Content starts

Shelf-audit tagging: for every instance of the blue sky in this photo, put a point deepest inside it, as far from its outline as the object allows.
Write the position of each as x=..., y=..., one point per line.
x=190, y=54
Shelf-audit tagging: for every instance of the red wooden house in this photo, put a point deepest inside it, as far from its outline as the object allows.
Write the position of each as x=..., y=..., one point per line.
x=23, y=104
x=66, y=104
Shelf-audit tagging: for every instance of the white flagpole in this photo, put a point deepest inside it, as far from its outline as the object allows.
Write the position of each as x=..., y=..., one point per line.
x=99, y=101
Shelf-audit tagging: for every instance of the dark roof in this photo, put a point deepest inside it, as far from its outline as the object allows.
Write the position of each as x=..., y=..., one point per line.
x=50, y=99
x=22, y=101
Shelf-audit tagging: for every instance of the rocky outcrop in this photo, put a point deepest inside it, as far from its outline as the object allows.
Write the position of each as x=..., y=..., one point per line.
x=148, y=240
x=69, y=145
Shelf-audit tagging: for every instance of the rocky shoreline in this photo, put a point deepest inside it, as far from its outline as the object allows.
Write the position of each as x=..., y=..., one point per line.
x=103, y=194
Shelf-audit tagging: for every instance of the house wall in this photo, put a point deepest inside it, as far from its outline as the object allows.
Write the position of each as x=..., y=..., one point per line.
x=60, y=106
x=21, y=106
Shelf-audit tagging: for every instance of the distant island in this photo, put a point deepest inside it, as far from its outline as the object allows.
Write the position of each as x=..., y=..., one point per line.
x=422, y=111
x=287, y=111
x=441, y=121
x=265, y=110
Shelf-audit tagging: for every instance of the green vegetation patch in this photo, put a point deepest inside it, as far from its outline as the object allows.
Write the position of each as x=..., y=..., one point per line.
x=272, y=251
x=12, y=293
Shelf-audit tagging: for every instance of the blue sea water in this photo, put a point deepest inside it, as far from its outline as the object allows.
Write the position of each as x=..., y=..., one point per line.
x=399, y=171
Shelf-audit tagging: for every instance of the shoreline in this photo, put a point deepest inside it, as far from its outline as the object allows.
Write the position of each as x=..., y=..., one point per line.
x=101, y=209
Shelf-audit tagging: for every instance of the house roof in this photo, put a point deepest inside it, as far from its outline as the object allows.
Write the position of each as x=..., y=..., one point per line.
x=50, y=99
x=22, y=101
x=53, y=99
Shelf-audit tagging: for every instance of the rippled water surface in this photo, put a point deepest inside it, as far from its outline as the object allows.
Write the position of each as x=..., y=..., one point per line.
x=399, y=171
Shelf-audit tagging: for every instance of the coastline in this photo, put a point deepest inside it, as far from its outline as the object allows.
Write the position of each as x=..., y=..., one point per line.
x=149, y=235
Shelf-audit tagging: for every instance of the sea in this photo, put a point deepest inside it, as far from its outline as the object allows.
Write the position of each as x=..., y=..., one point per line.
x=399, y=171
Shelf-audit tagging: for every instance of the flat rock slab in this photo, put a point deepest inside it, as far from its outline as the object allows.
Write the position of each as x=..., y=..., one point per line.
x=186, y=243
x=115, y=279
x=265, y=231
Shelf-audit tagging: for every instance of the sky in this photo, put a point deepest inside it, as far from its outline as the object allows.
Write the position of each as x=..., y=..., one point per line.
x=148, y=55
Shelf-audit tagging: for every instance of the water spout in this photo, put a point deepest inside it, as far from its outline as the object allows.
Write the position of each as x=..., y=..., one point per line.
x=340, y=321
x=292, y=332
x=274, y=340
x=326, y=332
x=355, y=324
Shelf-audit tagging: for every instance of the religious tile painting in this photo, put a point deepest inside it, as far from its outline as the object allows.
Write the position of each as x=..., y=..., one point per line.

Content ends

TASK PROMPT:
Each line of the material above needs repeating verbatim.

EXERCISE RESULT:
Shelf-audit tagging: for every instance of the blue sky in this photo, put a point deepest inside it, as far from its outline as the object allows.
Write the position of each as x=..., y=..., one point per line.
x=190, y=54
Shelf-audit tagging: for every instance of the red wooden house in this photo, put a point deepest inside it, as far from its outline as the object allows.
Write the position of each as x=..., y=..., one point per line.
x=23, y=104
x=66, y=104
Shelf-audit tagging: for every instance of the white flagpole in this photo, put a point deepest inside it, as far from its outline as the object allows.
Write the position of each as x=..., y=..., one point per line.
x=99, y=101
Shelf-audit tagging: for every instance of the dark roof in this photo, put a point deepest inside it, as far from its outline as the object allows.
Write the position of each as x=..., y=..., one point per line.
x=50, y=99
x=22, y=101
Shelf-audit tagging: for every instance of the rocky outcrop in this photo, put a point deepest inside it, as far from its outline as the object allows.
Write the position of each as x=..., y=..., one point per line.
x=148, y=240
x=69, y=145
Shelf-audit tagging: for every instance of the rocky shoreline in this photo, put a point deepest inside it, as far from its outline as the object allows.
Write the position of each as x=..., y=..., one point per line.
x=103, y=194
Shelf-audit tagging: for every instance of the house wall in this photo, put a point deepest inside it, as far from its outline as the object allows.
Write the position of each as x=..., y=..., one point per line.
x=60, y=106
x=21, y=106
Shelf-audit tagging: for every instance of the distant island in this photo, put a point deepest inside it, as far from its outline as the object allows.
Write the position of each as x=..., y=..., one point per line.
x=422, y=111
x=287, y=111
x=441, y=121
x=265, y=110
Shelf-audit tagging: for every instance of the green vegetation patch in this photo, put a point deepest inside it, as far from its outline as the object allows.
Write the position of each as x=..., y=..., one point per line.
x=272, y=251
x=12, y=293
Shelf-audit tagging: for every instance of the blue sea water in this photo, put a point deepest inside it, as far from its outline as the object allows.
Write the position of each as x=..., y=..., one point per line.
x=399, y=171
Shelf-audit tagging: for every instance of the shoreline in this photo, put a point deepest inside it, as far from its outline as the object allows.
Write the position of each as x=..., y=..., one point per line.
x=101, y=209
Shelf-audit tagging: for every instance of the house roof in this photo, put a point deepest inside it, as far from its outline as the object allows.
Write the position of each as x=..., y=..., one point per line.
x=50, y=99
x=22, y=101
x=53, y=99
Shelf-audit tagging: for every instance of the rippled water surface in this photo, put a point deepest inside it, as far from its outline as the object allows.
Write the position of each as x=..., y=..., one point per line.
x=399, y=171
Shelf-audit tagging: for every instance of the coastline in this photo, put a point deepest inside it, as far from its outline as the object allows.
Write the position of each as x=..., y=..., one point per line.
x=149, y=235
Shelf-audit tagging: for every instance of the sea in this photo, put a point deepest inside it, as far from its outline as the object allows.
Write the position of each as x=..., y=..., one point per line.
x=399, y=171
Shelf-audit tagging: for every instance of the flat rock slab in this photo, put a point deepest inside it, as far from its outline as the object allows.
Write the position of each as x=..., y=..., one point per line.
x=186, y=243
x=115, y=279
x=265, y=231
Shelf-audit tagging: for every instance of the sky in this photo, put a point deepest inside it, as far from its outline as the object allows.
Write the position of each as x=..., y=..., one point per line.
x=148, y=55
Shelf-audit tagging: for every instance of the water spout in this photo, put a point deepest inside it, as far from its outline as the object allows.
Write the position of each as x=..., y=..., one point per line.
x=340, y=321
x=292, y=332
x=274, y=340
x=326, y=332
x=355, y=324
Shelf-audit tagging: for every instance of the religious tile painting in this photo, put a point deepest inside it, as far from its outline as the object allows.
Write the position of each as x=..., y=..., one point per line.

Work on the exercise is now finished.